[[ AVAILABLE DATA open ]]
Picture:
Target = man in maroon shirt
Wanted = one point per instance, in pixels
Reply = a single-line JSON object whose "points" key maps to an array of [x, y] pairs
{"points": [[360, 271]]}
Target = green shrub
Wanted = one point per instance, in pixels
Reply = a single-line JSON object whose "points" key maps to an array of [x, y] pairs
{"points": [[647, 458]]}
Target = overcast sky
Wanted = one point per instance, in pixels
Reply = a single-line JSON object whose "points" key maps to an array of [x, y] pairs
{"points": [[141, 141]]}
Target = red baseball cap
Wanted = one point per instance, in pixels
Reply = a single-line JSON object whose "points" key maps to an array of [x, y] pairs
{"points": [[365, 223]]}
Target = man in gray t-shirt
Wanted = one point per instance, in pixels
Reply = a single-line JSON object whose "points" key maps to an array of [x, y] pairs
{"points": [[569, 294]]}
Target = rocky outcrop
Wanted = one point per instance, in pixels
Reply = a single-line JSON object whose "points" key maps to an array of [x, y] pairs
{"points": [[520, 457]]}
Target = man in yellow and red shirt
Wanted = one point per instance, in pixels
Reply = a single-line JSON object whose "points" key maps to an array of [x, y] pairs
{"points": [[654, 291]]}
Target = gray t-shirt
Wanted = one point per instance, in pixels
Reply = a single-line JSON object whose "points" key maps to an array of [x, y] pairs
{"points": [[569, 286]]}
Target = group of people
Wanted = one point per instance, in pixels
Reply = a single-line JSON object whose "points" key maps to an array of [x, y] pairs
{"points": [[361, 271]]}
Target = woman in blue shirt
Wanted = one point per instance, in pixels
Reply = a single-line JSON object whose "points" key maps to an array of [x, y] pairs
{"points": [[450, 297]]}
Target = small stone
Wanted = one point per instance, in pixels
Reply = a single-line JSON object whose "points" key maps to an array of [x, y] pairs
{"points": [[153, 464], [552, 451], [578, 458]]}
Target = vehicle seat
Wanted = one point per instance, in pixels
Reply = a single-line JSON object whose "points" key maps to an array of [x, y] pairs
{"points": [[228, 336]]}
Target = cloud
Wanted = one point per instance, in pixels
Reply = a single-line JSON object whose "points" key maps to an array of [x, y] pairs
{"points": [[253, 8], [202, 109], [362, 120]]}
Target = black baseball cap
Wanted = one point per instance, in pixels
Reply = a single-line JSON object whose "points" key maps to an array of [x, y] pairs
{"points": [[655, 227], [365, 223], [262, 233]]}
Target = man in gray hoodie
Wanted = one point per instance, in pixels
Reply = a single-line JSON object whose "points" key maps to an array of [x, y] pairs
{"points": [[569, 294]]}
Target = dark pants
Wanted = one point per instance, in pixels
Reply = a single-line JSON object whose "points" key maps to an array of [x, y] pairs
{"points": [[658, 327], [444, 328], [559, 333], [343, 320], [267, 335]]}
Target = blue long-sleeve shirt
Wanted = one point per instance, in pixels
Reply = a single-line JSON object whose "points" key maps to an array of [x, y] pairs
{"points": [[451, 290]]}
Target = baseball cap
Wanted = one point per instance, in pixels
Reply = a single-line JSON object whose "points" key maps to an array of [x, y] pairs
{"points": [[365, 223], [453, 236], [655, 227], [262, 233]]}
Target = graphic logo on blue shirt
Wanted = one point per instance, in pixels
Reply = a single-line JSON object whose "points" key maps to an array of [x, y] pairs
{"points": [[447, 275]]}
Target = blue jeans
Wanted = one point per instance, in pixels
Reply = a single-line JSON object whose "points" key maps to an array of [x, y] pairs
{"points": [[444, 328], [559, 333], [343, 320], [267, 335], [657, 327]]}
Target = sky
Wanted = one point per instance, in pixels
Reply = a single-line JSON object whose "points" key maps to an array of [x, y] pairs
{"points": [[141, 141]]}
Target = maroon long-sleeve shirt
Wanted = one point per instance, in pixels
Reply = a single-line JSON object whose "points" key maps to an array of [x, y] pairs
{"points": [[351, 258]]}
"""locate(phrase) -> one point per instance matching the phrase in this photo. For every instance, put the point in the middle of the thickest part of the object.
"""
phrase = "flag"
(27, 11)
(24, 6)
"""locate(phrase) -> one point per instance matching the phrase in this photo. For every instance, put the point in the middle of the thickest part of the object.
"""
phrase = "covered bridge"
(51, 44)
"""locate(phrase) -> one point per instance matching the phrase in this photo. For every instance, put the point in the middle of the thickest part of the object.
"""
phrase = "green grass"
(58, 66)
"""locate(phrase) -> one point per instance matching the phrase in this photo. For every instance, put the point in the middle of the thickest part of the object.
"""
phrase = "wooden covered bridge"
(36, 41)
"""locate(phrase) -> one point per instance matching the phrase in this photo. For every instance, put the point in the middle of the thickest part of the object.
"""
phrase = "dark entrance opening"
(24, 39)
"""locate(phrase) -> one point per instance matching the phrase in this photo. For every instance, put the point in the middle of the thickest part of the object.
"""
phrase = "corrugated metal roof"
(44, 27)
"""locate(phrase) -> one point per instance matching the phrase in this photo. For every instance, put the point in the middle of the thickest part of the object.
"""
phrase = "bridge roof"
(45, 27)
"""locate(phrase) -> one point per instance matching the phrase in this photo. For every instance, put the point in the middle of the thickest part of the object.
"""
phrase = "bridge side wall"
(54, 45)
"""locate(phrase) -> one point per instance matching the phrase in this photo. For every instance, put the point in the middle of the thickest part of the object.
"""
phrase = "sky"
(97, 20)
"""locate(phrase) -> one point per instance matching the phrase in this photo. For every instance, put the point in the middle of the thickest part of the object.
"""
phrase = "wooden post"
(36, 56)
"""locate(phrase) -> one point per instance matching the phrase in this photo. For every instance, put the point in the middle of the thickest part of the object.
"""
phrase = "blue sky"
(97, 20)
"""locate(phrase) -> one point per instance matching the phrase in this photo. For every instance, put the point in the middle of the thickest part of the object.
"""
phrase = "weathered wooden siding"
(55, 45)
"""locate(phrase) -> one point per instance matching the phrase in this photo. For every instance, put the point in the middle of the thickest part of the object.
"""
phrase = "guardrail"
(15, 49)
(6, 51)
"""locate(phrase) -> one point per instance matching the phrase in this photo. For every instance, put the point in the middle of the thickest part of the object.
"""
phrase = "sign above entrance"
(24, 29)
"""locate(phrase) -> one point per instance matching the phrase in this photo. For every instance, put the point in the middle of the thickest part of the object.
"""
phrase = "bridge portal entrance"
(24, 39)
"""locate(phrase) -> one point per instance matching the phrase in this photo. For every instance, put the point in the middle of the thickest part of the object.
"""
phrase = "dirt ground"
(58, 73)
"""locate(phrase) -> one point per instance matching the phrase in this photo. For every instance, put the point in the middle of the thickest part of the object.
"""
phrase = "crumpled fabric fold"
[[ AVAILABLE DATA closed ]]
- [WORK REQUIRED]: Copy out each line of the entries where the word "long" is found.

- [SOLUTION TO THE EXERCISE]:
Target = blue long-sleeve shirt
Target = maroon long-sleeve shirt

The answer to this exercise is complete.